START Given text
Last year September 2019 I decided to finally get in shape after being huge my whole life. I was 308 6'1 25M. I decided to join one of those fitness bootcamps where they have personal trainers and nutrionists, and those body scan machines where they make a 3d model of your body and you can see fat mass, lean mass, body fat %, bmr etc. After seeing my scan I was 100% serious and gave it my all. I worked out 4 days a week - HITT workouts/lifting etc, and they helped me with meal plans and food and I started eating healthier because I finally enjoyed fruits and veggies - I drank 2 smoothies a day, really cut out excess breads, started making stir Frys, and gave up fast food. I felt pretty good eating right and did not feel starved or that I was missing anything. Since then I came down to 260! But lost most of my weight the first 6 months September 2019- February 2020.
END Given text
Problems to work on:
**1.** Answer these questions from the weight-loss post.
(a) How much did the writer weigh at the start?
(b) How many days a week did the writer work out?
(c) What weight has the writer come down to since then?
**2.** From the weight-loss post, quote the passage between "Last year September" and "2019- February 2020.", inclusive.
START Supplied entries
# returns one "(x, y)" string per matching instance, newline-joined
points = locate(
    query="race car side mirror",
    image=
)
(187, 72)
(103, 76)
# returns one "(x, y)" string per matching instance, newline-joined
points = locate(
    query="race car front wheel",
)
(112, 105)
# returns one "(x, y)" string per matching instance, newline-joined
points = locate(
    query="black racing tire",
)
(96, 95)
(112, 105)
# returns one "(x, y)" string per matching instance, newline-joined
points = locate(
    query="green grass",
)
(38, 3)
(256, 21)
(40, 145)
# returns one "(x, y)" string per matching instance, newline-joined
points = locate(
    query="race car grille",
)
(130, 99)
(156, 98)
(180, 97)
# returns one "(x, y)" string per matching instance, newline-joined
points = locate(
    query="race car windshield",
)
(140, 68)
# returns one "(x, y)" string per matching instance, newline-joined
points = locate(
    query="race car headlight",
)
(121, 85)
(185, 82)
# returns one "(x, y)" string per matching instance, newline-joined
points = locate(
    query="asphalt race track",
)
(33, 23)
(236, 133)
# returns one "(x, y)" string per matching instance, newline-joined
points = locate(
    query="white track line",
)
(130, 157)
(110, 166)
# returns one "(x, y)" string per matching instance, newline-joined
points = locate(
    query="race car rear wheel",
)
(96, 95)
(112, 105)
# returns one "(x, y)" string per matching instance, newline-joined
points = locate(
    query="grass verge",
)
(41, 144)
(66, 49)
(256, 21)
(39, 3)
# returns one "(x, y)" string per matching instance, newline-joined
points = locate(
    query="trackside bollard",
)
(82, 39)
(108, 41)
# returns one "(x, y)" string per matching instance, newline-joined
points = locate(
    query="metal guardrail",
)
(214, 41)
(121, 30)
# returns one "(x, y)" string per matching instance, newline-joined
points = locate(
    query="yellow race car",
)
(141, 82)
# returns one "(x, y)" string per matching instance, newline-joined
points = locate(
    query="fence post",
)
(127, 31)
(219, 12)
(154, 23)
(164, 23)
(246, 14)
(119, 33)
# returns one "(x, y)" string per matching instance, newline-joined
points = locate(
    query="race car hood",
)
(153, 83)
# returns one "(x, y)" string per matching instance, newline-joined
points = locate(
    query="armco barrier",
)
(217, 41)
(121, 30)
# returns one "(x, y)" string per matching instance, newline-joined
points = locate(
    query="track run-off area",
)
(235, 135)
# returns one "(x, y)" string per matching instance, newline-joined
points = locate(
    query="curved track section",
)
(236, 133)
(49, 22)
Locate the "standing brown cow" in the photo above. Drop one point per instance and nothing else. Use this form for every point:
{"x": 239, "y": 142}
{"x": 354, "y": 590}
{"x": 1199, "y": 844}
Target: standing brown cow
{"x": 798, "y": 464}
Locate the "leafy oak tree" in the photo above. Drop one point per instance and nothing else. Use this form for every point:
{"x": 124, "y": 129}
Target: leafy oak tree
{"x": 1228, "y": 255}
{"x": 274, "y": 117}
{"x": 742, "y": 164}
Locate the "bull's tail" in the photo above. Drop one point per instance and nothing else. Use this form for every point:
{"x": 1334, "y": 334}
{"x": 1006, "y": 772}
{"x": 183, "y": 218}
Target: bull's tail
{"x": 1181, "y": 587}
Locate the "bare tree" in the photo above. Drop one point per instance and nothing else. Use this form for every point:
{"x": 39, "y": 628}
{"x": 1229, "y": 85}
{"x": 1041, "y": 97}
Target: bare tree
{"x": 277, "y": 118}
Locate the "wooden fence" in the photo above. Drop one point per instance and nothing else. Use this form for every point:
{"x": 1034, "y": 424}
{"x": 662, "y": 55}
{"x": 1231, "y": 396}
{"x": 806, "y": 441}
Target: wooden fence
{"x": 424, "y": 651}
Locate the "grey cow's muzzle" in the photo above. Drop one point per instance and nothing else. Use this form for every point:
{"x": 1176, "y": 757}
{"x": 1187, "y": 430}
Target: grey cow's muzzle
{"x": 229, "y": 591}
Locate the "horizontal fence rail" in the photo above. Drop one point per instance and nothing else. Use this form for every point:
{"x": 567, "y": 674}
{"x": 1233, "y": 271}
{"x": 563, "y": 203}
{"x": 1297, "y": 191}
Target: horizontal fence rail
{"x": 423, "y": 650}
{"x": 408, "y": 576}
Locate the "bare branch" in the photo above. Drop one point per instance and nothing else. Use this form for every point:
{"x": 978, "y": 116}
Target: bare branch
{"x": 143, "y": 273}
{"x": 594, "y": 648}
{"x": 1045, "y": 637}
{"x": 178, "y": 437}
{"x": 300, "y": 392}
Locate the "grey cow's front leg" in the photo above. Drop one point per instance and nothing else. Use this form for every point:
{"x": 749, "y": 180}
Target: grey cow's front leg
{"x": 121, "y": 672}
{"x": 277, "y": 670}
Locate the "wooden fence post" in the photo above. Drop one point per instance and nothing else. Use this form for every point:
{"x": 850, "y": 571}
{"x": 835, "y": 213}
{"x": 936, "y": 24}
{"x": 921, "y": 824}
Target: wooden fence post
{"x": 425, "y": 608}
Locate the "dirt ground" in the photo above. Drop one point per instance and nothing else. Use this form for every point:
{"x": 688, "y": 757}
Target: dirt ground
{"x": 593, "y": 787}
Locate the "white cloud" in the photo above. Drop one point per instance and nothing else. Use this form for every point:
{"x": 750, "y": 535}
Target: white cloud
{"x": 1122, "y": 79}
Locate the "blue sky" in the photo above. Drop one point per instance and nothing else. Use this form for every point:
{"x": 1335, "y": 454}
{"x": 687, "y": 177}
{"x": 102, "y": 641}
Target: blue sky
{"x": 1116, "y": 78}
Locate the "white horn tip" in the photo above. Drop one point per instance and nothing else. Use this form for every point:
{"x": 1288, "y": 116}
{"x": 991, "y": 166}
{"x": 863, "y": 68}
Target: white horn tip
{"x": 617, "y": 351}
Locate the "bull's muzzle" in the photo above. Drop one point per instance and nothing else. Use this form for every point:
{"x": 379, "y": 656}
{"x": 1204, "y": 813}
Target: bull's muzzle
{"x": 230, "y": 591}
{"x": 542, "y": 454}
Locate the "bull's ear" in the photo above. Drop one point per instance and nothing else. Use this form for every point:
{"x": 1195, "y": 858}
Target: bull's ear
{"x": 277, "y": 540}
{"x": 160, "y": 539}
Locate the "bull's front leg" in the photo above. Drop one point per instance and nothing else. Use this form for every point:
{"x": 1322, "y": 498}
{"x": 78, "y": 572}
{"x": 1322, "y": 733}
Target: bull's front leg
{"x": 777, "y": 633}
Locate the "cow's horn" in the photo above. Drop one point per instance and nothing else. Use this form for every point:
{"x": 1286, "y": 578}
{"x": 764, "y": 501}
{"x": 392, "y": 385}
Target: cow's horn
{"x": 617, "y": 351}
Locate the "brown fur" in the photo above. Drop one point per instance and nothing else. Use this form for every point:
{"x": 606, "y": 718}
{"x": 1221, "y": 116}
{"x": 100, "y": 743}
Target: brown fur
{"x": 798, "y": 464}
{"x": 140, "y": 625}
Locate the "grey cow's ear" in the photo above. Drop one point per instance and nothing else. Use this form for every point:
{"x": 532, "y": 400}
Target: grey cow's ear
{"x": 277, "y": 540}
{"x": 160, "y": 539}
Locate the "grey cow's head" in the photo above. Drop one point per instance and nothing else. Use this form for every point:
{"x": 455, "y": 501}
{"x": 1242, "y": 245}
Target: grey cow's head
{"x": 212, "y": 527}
END Supplied entries
Your written answers:
**1.**
(a) 308
(b) 4
(c) 260

**2.**
Last year September 2019 I decided to finally get in shape after being huge my whole life. I was 308 6'1 25M. I decided to join one of those fitness bootcamps where they have personal trainers and nutrionists, and those body scan machines where they make a 3d model of your body and you can see fat mass, lean mass, body fat %, bmr etc. After seeing my scan I was 100% serious and gave it my all. I worked out 4 days a week - HITT workouts/lifting etc, and they helped me with meal plans and food and I started eating healthier because I finally enjoyed fruits and veggies - I drank 2 smoothies a day, really cut out excess breads, started making stir Frys, and gave up fast food. I felt pretty good eating right and did not feel starved or that I was missing anything. Since then I came down to 260! But lost most of my weight the first 6 months September 2019- February 2020.